■ Request:
What do the lines say from the one containing "such as [100,12]." to the end of the records? Restate them word for word, and only those.

■ Excerpted data:

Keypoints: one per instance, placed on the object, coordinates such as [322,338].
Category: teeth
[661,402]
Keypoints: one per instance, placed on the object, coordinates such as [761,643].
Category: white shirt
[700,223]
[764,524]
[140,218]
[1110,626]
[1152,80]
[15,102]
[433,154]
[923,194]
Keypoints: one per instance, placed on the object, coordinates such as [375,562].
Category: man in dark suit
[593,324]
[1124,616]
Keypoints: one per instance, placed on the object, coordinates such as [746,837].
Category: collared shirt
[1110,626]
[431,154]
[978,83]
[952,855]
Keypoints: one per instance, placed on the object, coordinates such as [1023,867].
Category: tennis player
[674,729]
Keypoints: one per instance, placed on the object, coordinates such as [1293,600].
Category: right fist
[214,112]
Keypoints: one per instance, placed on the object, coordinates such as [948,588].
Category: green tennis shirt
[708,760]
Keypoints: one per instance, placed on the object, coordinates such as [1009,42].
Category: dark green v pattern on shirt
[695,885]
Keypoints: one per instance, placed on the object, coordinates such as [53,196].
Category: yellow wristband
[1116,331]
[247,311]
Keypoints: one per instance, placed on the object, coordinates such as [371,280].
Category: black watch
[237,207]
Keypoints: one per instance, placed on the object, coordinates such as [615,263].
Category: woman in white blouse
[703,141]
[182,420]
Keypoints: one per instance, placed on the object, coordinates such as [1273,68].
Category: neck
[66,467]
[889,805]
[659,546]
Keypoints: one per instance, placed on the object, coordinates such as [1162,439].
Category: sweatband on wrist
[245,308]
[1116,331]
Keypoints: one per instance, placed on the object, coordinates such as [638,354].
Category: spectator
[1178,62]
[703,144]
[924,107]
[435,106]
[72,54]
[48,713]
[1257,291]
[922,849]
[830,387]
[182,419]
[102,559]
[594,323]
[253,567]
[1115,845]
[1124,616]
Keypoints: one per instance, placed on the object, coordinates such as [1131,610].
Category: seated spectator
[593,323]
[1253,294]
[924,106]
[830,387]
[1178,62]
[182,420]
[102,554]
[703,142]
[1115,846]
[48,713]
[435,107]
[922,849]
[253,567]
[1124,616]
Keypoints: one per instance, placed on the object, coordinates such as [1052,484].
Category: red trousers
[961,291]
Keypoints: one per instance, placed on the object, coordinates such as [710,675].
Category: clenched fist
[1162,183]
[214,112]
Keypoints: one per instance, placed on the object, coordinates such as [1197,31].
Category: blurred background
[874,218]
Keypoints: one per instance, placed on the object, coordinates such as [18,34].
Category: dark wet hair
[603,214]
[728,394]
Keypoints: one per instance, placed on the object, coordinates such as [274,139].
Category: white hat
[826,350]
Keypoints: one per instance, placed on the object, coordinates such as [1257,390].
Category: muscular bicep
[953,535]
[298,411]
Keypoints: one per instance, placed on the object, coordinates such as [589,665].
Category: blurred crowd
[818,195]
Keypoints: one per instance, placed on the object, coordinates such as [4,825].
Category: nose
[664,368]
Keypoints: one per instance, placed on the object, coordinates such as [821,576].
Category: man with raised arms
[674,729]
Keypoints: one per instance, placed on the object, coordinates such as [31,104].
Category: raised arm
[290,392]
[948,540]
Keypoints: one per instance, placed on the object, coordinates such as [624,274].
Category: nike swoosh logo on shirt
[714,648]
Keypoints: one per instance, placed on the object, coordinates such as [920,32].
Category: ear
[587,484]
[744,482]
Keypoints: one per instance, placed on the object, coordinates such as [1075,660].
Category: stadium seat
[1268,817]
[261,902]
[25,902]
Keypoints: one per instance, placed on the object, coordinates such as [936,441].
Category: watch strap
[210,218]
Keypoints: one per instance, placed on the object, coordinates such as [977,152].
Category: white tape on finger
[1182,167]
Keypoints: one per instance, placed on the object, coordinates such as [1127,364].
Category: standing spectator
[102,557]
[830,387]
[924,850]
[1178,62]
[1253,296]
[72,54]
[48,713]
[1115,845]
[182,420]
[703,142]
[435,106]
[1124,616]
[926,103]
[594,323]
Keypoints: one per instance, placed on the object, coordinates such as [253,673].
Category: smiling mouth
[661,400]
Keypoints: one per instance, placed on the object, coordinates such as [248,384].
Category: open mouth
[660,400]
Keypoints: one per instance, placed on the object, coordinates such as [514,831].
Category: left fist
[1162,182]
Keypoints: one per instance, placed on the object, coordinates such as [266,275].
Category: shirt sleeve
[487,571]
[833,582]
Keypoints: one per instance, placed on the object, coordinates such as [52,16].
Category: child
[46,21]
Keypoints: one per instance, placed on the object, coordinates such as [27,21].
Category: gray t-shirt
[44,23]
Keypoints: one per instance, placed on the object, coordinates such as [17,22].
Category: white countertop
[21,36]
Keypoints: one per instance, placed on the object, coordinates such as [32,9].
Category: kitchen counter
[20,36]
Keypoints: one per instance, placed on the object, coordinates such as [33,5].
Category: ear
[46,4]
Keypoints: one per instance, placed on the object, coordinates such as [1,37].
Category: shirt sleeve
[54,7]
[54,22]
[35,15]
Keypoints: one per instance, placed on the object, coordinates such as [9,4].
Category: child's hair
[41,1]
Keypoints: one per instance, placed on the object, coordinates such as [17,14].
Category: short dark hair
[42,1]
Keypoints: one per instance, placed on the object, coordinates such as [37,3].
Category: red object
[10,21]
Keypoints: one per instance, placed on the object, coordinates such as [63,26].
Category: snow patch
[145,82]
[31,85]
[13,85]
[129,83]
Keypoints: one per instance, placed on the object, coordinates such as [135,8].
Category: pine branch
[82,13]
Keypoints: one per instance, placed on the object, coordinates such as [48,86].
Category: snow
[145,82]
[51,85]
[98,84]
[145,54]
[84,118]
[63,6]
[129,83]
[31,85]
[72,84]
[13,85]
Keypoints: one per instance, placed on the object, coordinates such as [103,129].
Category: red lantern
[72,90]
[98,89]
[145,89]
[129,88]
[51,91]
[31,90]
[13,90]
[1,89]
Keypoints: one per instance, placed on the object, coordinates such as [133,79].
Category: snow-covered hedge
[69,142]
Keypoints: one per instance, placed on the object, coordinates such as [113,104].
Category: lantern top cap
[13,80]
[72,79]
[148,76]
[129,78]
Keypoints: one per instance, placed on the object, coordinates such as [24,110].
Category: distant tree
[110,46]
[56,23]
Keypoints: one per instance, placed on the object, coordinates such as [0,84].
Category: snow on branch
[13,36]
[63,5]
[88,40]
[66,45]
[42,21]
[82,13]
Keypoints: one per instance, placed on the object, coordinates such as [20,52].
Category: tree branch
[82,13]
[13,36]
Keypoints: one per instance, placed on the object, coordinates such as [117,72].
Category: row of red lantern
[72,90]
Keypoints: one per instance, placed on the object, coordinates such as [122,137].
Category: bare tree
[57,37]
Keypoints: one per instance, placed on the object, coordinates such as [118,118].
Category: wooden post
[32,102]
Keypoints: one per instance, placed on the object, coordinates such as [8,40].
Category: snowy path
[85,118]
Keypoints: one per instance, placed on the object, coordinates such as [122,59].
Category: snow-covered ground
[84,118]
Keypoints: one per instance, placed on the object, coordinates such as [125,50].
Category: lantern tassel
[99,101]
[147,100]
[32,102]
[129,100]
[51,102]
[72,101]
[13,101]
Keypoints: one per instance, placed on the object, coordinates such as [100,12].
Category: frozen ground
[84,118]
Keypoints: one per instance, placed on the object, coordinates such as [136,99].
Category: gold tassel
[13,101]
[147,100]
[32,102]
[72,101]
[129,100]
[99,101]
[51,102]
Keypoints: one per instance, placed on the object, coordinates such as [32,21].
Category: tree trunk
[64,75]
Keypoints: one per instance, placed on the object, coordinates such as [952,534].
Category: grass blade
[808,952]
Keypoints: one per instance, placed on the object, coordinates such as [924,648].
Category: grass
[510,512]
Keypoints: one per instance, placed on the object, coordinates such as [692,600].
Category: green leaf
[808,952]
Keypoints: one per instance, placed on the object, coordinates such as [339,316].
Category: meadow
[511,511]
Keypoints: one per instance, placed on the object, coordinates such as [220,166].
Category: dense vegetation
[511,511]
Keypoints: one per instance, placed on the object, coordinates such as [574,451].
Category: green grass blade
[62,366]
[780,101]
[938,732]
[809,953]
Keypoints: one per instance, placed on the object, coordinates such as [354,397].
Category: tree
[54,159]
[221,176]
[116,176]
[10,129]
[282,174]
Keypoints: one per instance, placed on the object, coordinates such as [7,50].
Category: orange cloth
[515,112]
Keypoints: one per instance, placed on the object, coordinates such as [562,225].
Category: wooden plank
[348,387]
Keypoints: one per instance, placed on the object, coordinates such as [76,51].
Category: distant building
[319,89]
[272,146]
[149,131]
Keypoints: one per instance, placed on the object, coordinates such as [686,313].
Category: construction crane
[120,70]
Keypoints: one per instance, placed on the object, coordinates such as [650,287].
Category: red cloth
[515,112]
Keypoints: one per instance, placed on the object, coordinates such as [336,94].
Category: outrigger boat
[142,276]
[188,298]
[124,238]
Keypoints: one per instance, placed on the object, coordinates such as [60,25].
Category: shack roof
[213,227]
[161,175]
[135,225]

■ Exercise answer:
Keypoints: one per instance, placed on the object, coordinates such as [100,12].
Category: frozen ground
[84,118]
Keypoints: one per instance, placed on the object, coordinates such as [136,99].
Category: gold tassel
[13,101]
[147,100]
[32,102]
[72,101]
[129,100]
[99,101]
[51,102]
Keypoints: one per instance, placed on the object, coordinates such as [32,21].
Category: tree trunk
[64,75]
Keypoints: one per instance, placed on the object, coordinates such as [952,534].
Category: grass blade
[808,952]
Keypoints: one per instance, placed on the object, coordinates such as [924,648].
Category: grass
[510,512]
Keypoints: one per instance, placed on the object, coordinates such as [692,600].
Category: green leaf
[808,952]
Keypoints: one per instance, placed on the object, coordinates such as [339,316].
Category: meadow
[511,511]
Keypoints: one per instance, placed on the object, coordinates such as [220,166].
Category: dense vegetation
[511,511]
Keypoints: one per instance, placed on the object, coordinates such as [574,451].
Category: green grass blade
[62,366]
[780,101]
[938,732]
[809,953]
Keypoints: one per instance, placed on the object, coordinates such as [354,397].
Category: tree
[54,159]
[221,176]
[116,176]
[10,129]
[282,174]
Keypoints: one per instance, placed on the object, coordinates such as [7,50].
Category: orange cloth
[515,112]
Keypoints: one per instance, placed on the object, coordinates such as [562,225].
Category: wooden plank
[348,387]
Keypoints: one per instance, placed on the object, coordinates such as [76,51].
Category: distant building
[319,89]
[272,146]
[149,131]
Keypoints: one per instance, placed on the object, coordinates such as [686,313].
Category: construction crane
[120,70]
Keypoints: one per instance, placed on the object, coordinates such as [650,287].
Category: red cloth
[515,112]
Keypoints: one per instance, placed on the object, coordinates such as [336,94].
Category: outrigger boat
[142,276]
[188,298]
[124,238]
Keypoints: one per instance, placed on the object, coordinates such as [60,25].
Category: shack roof
[213,227]
[161,175]
[135,225]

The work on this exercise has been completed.